» **DIRECTIONS FOR THIS TASK**
Below are records to be transcribed exactly; any pictures should be left out.

» **Saved entries**

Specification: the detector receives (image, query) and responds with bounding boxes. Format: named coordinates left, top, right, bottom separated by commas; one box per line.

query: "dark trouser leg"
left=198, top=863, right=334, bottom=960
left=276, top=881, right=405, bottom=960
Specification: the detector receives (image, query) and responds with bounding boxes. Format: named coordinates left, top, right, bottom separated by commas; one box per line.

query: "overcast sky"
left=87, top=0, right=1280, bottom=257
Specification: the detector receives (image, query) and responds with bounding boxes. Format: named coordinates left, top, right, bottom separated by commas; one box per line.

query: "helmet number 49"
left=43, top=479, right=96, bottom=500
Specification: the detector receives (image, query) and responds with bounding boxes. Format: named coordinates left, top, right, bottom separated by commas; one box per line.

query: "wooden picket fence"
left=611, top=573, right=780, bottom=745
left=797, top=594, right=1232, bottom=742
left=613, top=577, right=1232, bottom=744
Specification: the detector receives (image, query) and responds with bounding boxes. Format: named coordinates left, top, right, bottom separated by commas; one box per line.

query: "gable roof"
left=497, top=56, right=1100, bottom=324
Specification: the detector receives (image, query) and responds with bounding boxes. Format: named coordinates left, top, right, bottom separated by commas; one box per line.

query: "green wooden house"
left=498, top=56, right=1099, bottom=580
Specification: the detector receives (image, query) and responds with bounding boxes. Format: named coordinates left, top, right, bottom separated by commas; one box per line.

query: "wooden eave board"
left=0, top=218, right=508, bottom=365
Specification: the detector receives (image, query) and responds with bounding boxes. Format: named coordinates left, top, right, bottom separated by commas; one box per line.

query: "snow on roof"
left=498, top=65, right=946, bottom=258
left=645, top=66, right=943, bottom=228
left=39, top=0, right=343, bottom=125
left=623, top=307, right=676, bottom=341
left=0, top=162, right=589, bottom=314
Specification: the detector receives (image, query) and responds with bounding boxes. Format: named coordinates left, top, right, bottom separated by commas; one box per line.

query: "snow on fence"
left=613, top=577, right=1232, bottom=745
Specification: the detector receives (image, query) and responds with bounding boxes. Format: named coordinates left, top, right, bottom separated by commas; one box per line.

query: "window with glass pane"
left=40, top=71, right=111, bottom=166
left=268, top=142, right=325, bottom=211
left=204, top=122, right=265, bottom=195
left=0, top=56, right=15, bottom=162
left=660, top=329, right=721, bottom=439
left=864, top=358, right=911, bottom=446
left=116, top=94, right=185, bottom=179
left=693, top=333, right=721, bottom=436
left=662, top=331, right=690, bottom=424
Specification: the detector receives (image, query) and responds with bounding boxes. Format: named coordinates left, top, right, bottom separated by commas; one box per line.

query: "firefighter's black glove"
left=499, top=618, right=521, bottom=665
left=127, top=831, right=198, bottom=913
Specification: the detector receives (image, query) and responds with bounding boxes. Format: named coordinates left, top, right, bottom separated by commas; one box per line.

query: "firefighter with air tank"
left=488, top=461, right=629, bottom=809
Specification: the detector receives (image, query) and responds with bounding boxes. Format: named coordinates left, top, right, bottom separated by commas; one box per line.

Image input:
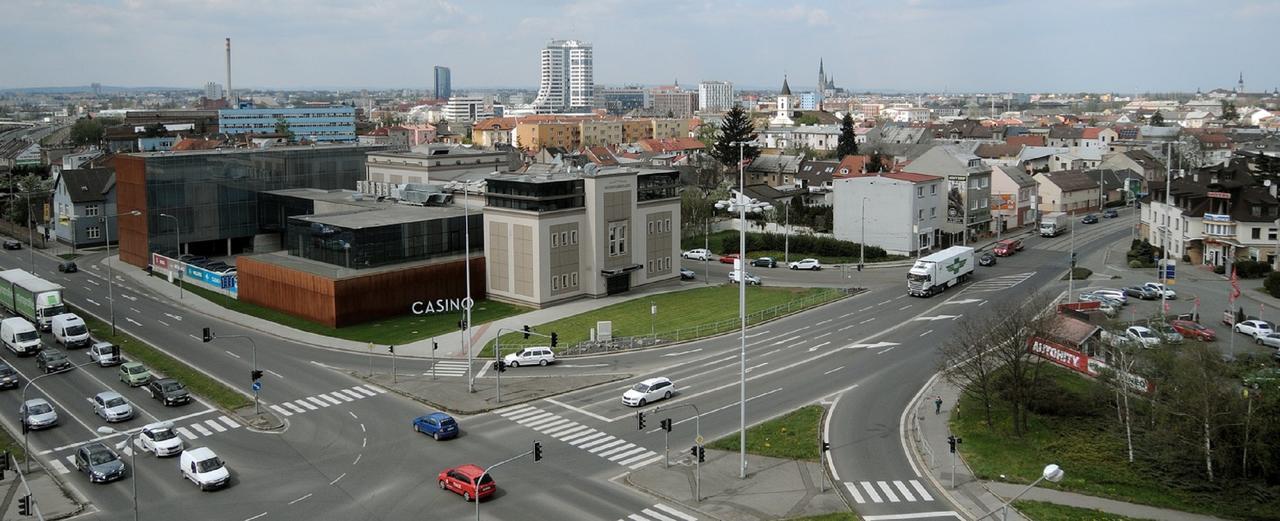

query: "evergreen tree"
left=836, top=113, right=858, bottom=158
left=712, top=104, right=759, bottom=169
left=1221, top=101, right=1239, bottom=122
left=1149, top=112, right=1165, bottom=127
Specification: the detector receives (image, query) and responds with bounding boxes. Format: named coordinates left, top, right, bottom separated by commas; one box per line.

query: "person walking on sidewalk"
left=934, top=396, right=943, bottom=415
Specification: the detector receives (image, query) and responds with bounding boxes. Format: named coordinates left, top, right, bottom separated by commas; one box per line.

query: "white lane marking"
left=771, top=335, right=802, bottom=346
left=190, top=423, right=213, bottom=436
left=628, top=454, right=665, bottom=469
left=893, top=480, right=916, bottom=501
left=498, top=405, right=536, bottom=416
left=294, top=399, right=318, bottom=411
left=860, top=318, right=875, bottom=324
left=533, top=418, right=571, bottom=431
left=164, top=313, right=183, bottom=321
left=360, top=423, right=366, bottom=433
left=639, top=508, right=677, bottom=521
left=609, top=447, right=649, bottom=462
left=910, top=480, right=934, bottom=501
left=318, top=394, right=343, bottom=406
left=353, top=453, right=362, bottom=465
left=578, top=435, right=617, bottom=449
left=204, top=419, right=227, bottom=432
left=597, top=443, right=637, bottom=458
left=823, top=366, right=844, bottom=375
left=125, top=317, right=143, bottom=327
left=288, top=493, right=312, bottom=505
left=305, top=396, right=330, bottom=408
left=862, top=513, right=963, bottom=521
left=554, top=425, right=592, bottom=440
left=919, top=329, right=933, bottom=337
left=330, top=391, right=355, bottom=402
left=878, top=300, right=892, bottom=306
left=158, top=320, right=169, bottom=327
left=515, top=412, right=554, bottom=425
left=839, top=324, right=856, bottom=331
left=244, top=513, right=267, bottom=521
left=544, top=398, right=614, bottom=423
left=568, top=432, right=608, bottom=446
left=339, top=389, right=366, bottom=400
left=330, top=472, right=346, bottom=485
left=348, top=411, right=358, bottom=420
left=48, top=458, right=69, bottom=474
left=589, top=440, right=629, bottom=455
left=270, top=405, right=292, bottom=417
left=86, top=298, right=100, bottom=306
left=266, top=370, right=284, bottom=379
left=87, top=279, right=100, bottom=286
left=877, top=346, right=898, bottom=355
left=661, top=348, right=702, bottom=357
left=899, top=305, right=911, bottom=310
left=358, top=384, right=387, bottom=394
left=504, top=408, right=545, bottom=421
left=225, top=350, right=241, bottom=359
left=877, top=481, right=901, bottom=502
left=806, top=341, right=831, bottom=352
left=861, top=481, right=884, bottom=503
left=351, top=386, right=377, bottom=397
left=815, top=319, right=832, bottom=326
left=176, top=426, right=198, bottom=439
left=858, top=306, right=873, bottom=312
left=617, top=451, right=658, bottom=466
left=746, top=362, right=768, bottom=373
left=218, top=416, right=239, bottom=429
left=667, top=388, right=783, bottom=429
left=652, top=503, right=698, bottom=521
left=845, top=482, right=866, bottom=503
left=814, top=332, right=831, bottom=339
left=541, top=422, right=579, bottom=435
left=283, top=402, right=307, bottom=414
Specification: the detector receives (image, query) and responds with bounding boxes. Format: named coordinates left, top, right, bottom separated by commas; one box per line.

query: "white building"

» **SOLUTION TO THE PROBLEM**
Specification: the detector receives (image, query) and responds with bounding boxes. Format: named coordinates left, top, right, bottom separated by commas; one box per line.

query: "dark trouser leg"
left=198, top=863, right=334, bottom=960
left=276, top=881, right=405, bottom=960
Specification: the detector receives (image, query) and responds with bounding boxes. Format: named coordinates left, top, right, bottom separated by commas; one box per line.

query: "overcast sky"
left=87, top=0, right=1280, bottom=257
Specification: the detector receives (image, query) and responds with bounding boxes. Format: named coordinates left, top, right, bottom separated by commas; one box per line.

query: "helmet number 49"
left=43, top=479, right=96, bottom=500
Specification: the detector receives (image, query) and responds with bounding boxes. Format: named coordinates left, top, right, bottom separated by commas; one box per line.

query: "wooden picket fence"
left=611, top=573, right=780, bottom=745
left=797, top=594, right=1232, bottom=742
left=613, top=577, right=1232, bottom=744
Specification: the detector receives (image, query) and responds with bounding boxes. Format: named coordinates left, top, right, bottom separated by commas; one box per line.

query: "gable roof"
left=497, top=56, right=1100, bottom=324
Specification: the detector receives (image, query) and responds with bounding boxes. Format: named coordinates left, top, right, bottom separated by commas; one box per line.

query: "green wooden house"
left=498, top=56, right=1099, bottom=580
Specification: the detector receives (image, query) and responds with bounding boxes. Format: named coordinates left, top, right, bottom separated by commas; one box per line.

query: "wooden eave board"
left=0, top=218, right=508, bottom=365
Specification: the detector receives (image, query) and responds with bounding boxes. Format: named coordinates left, top, right, bottom separated by commas; one box per line.

query: "snow on roof"
left=498, top=65, right=946, bottom=258
left=645, top=66, right=943, bottom=228
left=39, top=0, right=343, bottom=125
left=623, top=307, right=676, bottom=341
left=0, top=162, right=589, bottom=314
Specification: the detector receives (image, query) and responds with bounding boxes. Format: named coordinates left, top, right, bottom separated by commas; one box per line.

query: "snow on fence"
left=613, top=577, right=1232, bottom=745
Specification: the detector receives (image, query) and responds with bounding boxes. Format: named coordinates left, top, right, bottom separated by commas; one box per line.

query: "window with glass pane"
left=40, top=71, right=111, bottom=166
left=268, top=142, right=325, bottom=211
left=204, top=122, right=265, bottom=195
left=0, top=56, right=15, bottom=162
left=660, top=329, right=721, bottom=439
left=864, top=358, right=911, bottom=446
left=116, top=94, right=185, bottom=179
left=693, top=333, right=721, bottom=436
left=662, top=331, right=690, bottom=424
Specification: the detector receives (image, query) and responds with bounding boxes. Format: named coordinates left, top, right, bottom separated by commas; one box per line.

query: "firefighter's black glove"
left=499, top=618, right=521, bottom=665
left=127, top=831, right=198, bottom=913
Specification: the detector receives (image, query) and responds with bounding boxes. Format: named coordinates left, top, right, bottom separated by commas; one box per line.

query: "firefighter with air tank"
left=488, top=461, right=629, bottom=809
Specification: the detector receives (image, query) and responds with bounding boxes. Format: named coordinates left, top, right, bottom separated by commas; one box per line.

Image input:

query: "evergreen tree"
left=836, top=113, right=858, bottom=158
left=712, top=104, right=759, bottom=169
left=1221, top=101, right=1239, bottom=122
left=1149, top=112, right=1165, bottom=127
Specification: the detector receives (image, query) and responds with bounding boxes. Format: named coordinates left, top, right, bottom separated by commas; one box per line.

query: "person walking on sidewalk"
left=934, top=396, right=943, bottom=415
Specification: the detector receives (image, query) and responds with bounding boxes. Format: named coordinates left, top, right, bottom separated by commas; one box per line.

query: "white lane marking"
left=771, top=335, right=802, bottom=346
left=190, top=423, right=213, bottom=436
left=628, top=454, right=665, bottom=469
left=893, top=480, right=916, bottom=501
left=498, top=405, right=536, bottom=416
left=294, top=399, right=318, bottom=411
left=860, top=318, right=875, bottom=324
left=533, top=418, right=571, bottom=431
left=164, top=313, right=183, bottom=321
left=360, top=423, right=366, bottom=433
left=639, top=508, right=677, bottom=521
left=609, top=447, right=649, bottom=462
left=910, top=480, right=934, bottom=501
left=318, top=394, right=343, bottom=406
left=353, top=453, right=362, bottom=465
left=578, top=435, right=617, bottom=449
left=204, top=419, right=227, bottom=432
left=597, top=443, right=637, bottom=458
left=823, top=366, right=844, bottom=375
left=125, top=317, right=143, bottom=327
left=288, top=493, right=312, bottom=505
left=305, top=396, right=330, bottom=408
left=862, top=513, right=963, bottom=521
left=554, top=425, right=592, bottom=440
left=919, top=329, right=933, bottom=337
left=330, top=391, right=355, bottom=402
left=878, top=300, right=892, bottom=306
left=158, top=320, right=169, bottom=327
left=515, top=412, right=554, bottom=425
left=839, top=324, right=856, bottom=331
left=244, top=513, right=267, bottom=521
left=544, top=398, right=614, bottom=423
left=568, top=432, right=608, bottom=446
left=339, top=389, right=366, bottom=400
left=330, top=472, right=346, bottom=485
left=348, top=411, right=358, bottom=420
left=48, top=458, right=69, bottom=474
left=589, top=440, right=629, bottom=455
left=270, top=405, right=292, bottom=417
left=86, top=298, right=100, bottom=306
left=266, top=370, right=284, bottom=379
left=87, top=279, right=100, bottom=286
left=877, top=346, right=898, bottom=355
left=661, top=348, right=702, bottom=357
left=899, top=305, right=911, bottom=310
left=358, top=384, right=387, bottom=394
left=504, top=408, right=545, bottom=421
left=225, top=350, right=241, bottom=359
left=877, top=481, right=901, bottom=502
left=806, top=341, right=831, bottom=352
left=861, top=481, right=884, bottom=503
left=351, top=386, right=377, bottom=397
left=815, top=319, right=832, bottom=326
left=176, top=426, right=198, bottom=439
left=858, top=306, right=873, bottom=312
left=617, top=451, right=658, bottom=466
left=746, top=362, right=768, bottom=373
left=218, top=416, right=239, bottom=429
left=667, top=388, right=783, bottom=429
left=652, top=503, right=698, bottom=521
left=845, top=482, right=866, bottom=503
left=814, top=332, right=831, bottom=339
left=541, top=422, right=579, bottom=435
left=283, top=402, right=307, bottom=414
Specification: the detector receives (image, query) and responds with bounding boxes. Format: named coordinates left, top, right, bottom separated by commas; one box per line.

query: "white building"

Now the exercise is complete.